• [Collection entries]:
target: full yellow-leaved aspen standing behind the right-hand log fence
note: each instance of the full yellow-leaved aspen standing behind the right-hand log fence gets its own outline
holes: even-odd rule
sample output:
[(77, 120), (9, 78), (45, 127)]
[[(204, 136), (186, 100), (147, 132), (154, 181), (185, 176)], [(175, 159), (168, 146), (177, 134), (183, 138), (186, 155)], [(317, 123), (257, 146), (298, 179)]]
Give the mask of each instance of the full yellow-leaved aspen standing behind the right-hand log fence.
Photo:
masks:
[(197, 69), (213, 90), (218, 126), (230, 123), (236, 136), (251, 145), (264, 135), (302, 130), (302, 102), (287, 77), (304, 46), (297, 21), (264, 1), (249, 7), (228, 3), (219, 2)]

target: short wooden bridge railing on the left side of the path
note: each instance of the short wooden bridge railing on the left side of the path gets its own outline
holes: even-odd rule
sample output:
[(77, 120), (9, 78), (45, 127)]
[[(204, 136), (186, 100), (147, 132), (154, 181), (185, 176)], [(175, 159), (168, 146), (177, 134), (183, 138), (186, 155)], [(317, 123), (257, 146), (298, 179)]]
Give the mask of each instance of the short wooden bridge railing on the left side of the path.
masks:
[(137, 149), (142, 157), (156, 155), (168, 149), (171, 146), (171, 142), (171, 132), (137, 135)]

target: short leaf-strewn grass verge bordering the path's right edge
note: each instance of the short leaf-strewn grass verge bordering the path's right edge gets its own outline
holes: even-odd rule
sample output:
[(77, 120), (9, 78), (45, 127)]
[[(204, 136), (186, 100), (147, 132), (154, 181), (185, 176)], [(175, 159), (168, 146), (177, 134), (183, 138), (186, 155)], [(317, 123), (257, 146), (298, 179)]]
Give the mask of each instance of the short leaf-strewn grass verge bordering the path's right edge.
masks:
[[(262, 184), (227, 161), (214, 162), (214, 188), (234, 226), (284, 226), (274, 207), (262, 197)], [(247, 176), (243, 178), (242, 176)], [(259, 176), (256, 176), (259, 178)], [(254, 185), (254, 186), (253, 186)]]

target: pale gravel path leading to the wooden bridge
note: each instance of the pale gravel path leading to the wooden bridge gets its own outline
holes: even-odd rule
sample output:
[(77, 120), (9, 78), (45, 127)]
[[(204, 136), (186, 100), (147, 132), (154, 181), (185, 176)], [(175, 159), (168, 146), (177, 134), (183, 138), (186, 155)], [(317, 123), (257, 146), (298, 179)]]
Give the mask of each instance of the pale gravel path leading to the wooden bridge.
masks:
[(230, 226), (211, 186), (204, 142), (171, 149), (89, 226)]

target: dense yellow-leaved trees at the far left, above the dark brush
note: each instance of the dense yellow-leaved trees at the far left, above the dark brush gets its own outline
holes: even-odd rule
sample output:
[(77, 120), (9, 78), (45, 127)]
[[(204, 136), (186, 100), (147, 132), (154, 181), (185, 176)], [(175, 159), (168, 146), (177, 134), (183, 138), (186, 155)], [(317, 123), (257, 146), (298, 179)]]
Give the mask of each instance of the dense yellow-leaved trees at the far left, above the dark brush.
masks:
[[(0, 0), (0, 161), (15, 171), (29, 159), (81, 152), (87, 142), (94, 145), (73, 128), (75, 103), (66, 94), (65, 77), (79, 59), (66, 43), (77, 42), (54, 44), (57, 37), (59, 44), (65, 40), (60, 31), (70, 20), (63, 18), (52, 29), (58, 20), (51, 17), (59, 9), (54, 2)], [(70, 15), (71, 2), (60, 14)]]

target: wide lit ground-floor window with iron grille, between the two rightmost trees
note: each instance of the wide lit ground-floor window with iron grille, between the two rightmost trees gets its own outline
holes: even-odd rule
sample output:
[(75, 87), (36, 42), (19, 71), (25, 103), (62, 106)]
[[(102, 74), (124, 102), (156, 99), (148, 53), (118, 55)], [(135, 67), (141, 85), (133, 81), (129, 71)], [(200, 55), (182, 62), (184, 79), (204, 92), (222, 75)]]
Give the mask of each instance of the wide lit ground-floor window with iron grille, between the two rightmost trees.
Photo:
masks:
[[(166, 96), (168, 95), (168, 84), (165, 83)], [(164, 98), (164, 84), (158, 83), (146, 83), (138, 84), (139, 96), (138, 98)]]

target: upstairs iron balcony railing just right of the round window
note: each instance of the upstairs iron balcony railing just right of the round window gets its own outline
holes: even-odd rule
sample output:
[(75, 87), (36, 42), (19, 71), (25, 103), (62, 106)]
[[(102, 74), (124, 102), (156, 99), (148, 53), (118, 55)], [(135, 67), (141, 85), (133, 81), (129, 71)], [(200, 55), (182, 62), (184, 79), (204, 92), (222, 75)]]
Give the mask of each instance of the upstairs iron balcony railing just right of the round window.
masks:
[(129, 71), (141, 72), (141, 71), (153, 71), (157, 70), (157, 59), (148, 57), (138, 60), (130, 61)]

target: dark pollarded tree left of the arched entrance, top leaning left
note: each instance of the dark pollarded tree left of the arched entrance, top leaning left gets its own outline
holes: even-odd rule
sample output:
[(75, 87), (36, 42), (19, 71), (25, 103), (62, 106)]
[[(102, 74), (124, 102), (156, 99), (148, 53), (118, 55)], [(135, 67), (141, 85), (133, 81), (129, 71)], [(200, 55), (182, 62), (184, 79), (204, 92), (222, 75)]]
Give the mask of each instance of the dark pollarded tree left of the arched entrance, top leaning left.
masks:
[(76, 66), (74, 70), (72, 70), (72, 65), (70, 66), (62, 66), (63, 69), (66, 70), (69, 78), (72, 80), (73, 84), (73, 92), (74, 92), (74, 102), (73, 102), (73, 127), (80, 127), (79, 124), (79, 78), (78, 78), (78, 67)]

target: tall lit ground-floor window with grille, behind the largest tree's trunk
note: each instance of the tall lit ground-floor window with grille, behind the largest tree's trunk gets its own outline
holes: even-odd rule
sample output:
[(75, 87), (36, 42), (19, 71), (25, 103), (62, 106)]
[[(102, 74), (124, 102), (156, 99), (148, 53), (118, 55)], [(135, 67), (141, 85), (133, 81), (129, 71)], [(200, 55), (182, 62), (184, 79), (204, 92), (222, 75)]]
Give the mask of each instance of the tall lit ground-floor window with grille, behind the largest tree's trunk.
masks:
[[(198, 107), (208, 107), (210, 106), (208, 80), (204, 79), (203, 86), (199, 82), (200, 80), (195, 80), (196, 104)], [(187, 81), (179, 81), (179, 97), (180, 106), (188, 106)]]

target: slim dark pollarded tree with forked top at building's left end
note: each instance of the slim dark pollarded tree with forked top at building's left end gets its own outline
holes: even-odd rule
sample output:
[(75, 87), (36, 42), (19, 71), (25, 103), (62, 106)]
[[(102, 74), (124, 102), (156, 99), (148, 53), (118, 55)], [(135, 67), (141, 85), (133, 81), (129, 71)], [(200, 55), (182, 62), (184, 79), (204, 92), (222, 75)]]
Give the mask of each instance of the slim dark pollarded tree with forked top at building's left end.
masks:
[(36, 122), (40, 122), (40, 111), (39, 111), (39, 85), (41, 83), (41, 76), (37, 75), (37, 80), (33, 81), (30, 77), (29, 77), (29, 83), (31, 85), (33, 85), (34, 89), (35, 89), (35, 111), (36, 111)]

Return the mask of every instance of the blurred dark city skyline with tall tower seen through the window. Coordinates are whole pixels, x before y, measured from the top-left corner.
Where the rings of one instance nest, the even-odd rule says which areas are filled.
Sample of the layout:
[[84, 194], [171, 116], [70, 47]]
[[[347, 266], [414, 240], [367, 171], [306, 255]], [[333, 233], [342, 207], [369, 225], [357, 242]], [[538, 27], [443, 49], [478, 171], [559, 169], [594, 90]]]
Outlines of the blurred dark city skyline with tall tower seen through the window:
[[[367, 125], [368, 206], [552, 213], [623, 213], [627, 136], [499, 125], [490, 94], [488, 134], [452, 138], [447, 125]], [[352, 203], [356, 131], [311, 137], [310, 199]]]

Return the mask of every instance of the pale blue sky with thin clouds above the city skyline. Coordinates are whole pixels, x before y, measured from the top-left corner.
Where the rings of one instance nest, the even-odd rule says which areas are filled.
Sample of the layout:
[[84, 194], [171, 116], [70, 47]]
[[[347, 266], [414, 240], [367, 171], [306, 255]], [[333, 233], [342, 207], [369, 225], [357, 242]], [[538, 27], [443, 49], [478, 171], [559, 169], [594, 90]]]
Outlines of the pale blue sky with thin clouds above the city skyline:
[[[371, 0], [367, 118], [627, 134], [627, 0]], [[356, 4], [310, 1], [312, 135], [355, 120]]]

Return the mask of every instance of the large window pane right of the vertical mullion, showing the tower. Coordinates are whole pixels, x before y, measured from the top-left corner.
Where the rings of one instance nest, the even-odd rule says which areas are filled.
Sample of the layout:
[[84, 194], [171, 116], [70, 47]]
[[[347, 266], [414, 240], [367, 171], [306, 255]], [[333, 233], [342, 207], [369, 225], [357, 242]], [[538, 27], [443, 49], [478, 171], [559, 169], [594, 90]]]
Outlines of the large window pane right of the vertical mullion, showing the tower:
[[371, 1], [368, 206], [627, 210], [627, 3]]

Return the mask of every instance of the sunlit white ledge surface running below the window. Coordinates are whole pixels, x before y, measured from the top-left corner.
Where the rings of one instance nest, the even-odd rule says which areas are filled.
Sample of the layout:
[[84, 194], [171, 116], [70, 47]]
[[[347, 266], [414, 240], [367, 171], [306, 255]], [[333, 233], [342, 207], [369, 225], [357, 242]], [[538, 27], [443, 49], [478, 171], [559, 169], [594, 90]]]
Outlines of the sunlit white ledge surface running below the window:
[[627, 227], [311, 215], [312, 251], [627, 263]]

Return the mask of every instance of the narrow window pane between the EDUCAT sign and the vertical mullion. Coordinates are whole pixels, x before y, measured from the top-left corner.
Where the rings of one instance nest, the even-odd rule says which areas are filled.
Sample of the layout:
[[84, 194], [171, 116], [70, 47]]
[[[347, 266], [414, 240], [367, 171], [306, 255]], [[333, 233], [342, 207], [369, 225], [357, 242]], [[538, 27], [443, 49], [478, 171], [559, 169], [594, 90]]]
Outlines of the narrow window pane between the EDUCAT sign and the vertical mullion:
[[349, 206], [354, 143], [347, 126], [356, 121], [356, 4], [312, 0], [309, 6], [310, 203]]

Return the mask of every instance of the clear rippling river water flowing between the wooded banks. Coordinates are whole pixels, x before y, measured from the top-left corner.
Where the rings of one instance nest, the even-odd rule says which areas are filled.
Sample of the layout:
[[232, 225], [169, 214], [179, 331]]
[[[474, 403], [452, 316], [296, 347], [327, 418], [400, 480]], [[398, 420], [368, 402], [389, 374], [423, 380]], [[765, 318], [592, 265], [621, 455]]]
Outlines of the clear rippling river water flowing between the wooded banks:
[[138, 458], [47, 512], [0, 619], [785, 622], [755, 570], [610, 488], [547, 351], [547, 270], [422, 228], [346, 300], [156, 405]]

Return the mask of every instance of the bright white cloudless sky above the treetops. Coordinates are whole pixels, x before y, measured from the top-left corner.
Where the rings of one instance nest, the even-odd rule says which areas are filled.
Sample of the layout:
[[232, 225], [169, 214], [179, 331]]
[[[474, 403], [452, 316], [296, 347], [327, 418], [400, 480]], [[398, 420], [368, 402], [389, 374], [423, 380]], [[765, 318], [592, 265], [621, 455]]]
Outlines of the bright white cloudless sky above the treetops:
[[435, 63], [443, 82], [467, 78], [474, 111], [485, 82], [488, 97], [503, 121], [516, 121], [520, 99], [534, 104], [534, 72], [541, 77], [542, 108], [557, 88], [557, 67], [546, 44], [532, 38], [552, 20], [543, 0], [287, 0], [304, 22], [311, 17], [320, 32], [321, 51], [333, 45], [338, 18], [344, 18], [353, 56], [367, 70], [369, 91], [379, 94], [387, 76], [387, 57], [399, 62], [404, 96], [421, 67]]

• [Instructions to follow]: Pull every line containing "fence" out of the records.

• [Answer box]:
target: full yellow-leaved aspen standing behind the right-hand log fence
note: each instance of the full yellow-leaved aspen standing behind the right-hand log fence gets its own outline
Give the mask of each instance of the full yellow-leaved aspen standing behind the right-hand log fence.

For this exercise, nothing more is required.